▸ **Extracted entries**:

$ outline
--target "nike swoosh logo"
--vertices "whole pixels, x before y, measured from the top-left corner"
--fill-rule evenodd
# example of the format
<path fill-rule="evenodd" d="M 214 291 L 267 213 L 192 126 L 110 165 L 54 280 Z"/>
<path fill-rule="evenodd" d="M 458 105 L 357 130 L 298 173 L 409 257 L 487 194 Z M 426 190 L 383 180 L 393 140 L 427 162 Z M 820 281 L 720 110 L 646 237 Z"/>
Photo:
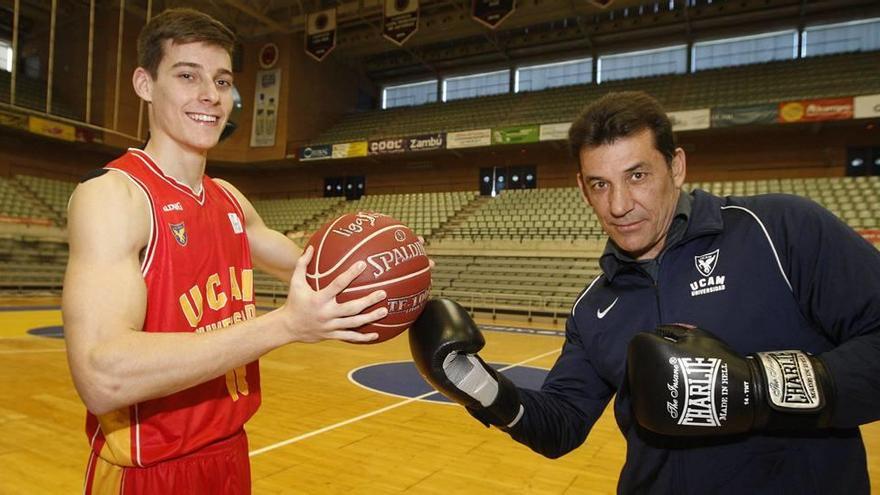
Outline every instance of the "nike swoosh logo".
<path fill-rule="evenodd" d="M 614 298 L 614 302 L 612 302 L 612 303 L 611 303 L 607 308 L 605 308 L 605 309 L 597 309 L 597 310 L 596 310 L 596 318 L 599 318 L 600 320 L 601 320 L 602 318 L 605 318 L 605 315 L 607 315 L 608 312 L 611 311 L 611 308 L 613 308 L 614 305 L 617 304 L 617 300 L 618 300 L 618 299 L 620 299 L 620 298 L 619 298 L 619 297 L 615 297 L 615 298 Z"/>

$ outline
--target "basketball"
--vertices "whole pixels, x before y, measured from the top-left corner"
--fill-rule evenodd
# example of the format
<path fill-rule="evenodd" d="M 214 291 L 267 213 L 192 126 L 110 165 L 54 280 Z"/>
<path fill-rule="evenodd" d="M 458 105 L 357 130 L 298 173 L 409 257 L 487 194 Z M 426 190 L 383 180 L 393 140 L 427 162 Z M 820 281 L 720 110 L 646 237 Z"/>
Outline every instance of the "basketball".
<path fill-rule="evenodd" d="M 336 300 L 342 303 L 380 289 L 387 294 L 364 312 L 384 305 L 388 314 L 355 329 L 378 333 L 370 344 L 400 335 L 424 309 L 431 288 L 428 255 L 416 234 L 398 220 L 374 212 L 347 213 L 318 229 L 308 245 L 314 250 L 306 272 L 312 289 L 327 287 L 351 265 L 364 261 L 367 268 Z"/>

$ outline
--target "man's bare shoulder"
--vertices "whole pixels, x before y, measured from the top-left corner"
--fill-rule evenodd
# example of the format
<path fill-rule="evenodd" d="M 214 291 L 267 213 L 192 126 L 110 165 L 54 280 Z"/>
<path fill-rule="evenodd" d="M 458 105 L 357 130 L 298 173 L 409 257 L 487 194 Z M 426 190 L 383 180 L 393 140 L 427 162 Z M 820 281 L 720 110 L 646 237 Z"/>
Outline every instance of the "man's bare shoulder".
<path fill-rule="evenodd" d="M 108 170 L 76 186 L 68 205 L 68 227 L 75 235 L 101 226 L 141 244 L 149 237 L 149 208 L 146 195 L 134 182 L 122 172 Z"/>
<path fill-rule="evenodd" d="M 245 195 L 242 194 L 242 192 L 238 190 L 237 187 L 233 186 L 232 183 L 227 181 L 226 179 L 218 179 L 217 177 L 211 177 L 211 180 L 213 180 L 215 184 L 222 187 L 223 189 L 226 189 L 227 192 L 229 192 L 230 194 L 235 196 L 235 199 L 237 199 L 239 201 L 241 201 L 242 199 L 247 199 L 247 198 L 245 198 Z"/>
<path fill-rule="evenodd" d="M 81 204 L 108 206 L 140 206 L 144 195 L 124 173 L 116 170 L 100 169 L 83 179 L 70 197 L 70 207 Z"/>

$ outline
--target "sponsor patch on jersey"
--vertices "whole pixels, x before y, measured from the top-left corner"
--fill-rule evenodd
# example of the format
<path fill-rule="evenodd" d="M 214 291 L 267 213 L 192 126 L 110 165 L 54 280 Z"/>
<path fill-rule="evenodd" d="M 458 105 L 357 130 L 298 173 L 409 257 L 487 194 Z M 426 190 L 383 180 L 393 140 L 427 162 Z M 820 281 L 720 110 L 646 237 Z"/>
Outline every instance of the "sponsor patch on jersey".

▸ **Work to complete**: Without the pictures, return the entries exactly as they appear.

▸ **Task solution**:
$ outline
--target "nike swoosh logo"
--vertices "whole pixels, x before y, measured from the top-left corner"
--fill-rule evenodd
# example of the format
<path fill-rule="evenodd" d="M 214 291 L 267 213 L 192 126 L 110 165 L 54 280 Z"/>
<path fill-rule="evenodd" d="M 458 105 L 357 130 L 298 173 L 409 257 L 487 194 Z M 426 190 L 383 180 L 393 140 L 427 162 Z M 820 281 L 720 110 L 646 237 Z"/>
Photo:
Outline every instance of the "nike swoosh logo".
<path fill-rule="evenodd" d="M 614 298 L 614 302 L 612 302 L 612 303 L 611 303 L 607 308 L 605 308 L 605 309 L 597 309 L 597 310 L 596 310 L 596 318 L 599 318 L 600 320 L 601 320 L 602 318 L 605 318 L 605 315 L 607 315 L 608 312 L 611 311 L 611 308 L 613 308 L 614 305 L 617 304 L 617 300 L 618 300 L 618 299 L 620 299 L 620 298 L 619 298 L 619 297 L 615 297 L 615 298 Z"/>

$ outline
--target "basketball"
--vertices "whole pixels, x before y, measured from the top-left corner"
--fill-rule evenodd
# example of the format
<path fill-rule="evenodd" d="M 214 291 L 267 213 L 192 126 L 110 165 L 54 280 Z"/>
<path fill-rule="evenodd" d="M 458 105 L 357 130 L 298 173 L 409 257 L 487 194 Z M 426 190 L 383 180 L 393 140 L 427 162 Z M 820 281 L 720 110 L 646 237 Z"/>
Outline every instance of the "basketball".
<path fill-rule="evenodd" d="M 336 300 L 342 303 L 380 289 L 387 294 L 364 312 L 384 305 L 388 314 L 355 329 L 378 333 L 370 344 L 400 335 L 424 309 L 431 288 L 428 255 L 416 234 L 398 220 L 374 212 L 347 213 L 318 229 L 308 245 L 314 250 L 306 272 L 312 289 L 327 287 L 351 265 L 364 261 L 367 268 Z"/>

$ outline
--target "man's bare shoulder"
--vertices "whole pixels, x before y, measured from the top-left corner"
--fill-rule evenodd
# example of the format
<path fill-rule="evenodd" d="M 214 291 L 267 213 L 192 126 L 110 165 L 54 280 Z"/>
<path fill-rule="evenodd" d="M 458 105 L 357 130 L 298 173 L 409 257 L 487 194 Z M 426 190 L 383 180 L 393 140 L 427 162 Z M 820 281 L 720 110 L 646 237 Z"/>
Outline every instance of the "man's bare shoulder".
<path fill-rule="evenodd" d="M 108 170 L 76 186 L 68 205 L 68 227 L 75 235 L 101 226 L 141 244 L 149 237 L 149 208 L 146 195 L 134 182 L 122 172 Z"/>
<path fill-rule="evenodd" d="M 245 195 L 242 194 L 242 192 L 238 190 L 237 187 L 233 186 L 232 183 L 227 181 L 226 179 L 218 179 L 217 177 L 211 177 L 211 180 L 213 180 L 215 184 L 222 187 L 223 189 L 226 189 L 227 192 L 229 192 L 230 194 L 235 196 L 235 199 L 237 199 L 239 201 L 241 201 L 242 199 L 247 199 L 247 198 L 245 198 Z"/>
<path fill-rule="evenodd" d="M 81 204 L 108 206 L 140 206 L 144 195 L 124 173 L 116 170 L 100 169 L 83 179 L 70 197 L 70 207 Z"/>

$ outline
--target "sponsor patch on jersey"
--vertices "whole pixels, x before y, measured from the top-left corner"
--fill-rule evenodd
# example of the format
<path fill-rule="evenodd" d="M 214 291 L 267 213 L 192 126 L 110 165 L 54 280 Z"/>
<path fill-rule="evenodd" d="M 458 105 L 357 130 L 298 173 L 409 257 L 487 194 Z M 426 190 L 383 180 L 393 140 L 427 162 Z M 820 281 L 720 110 L 646 237 Z"/>
Outline every instance of the "sponsor patch on jersey".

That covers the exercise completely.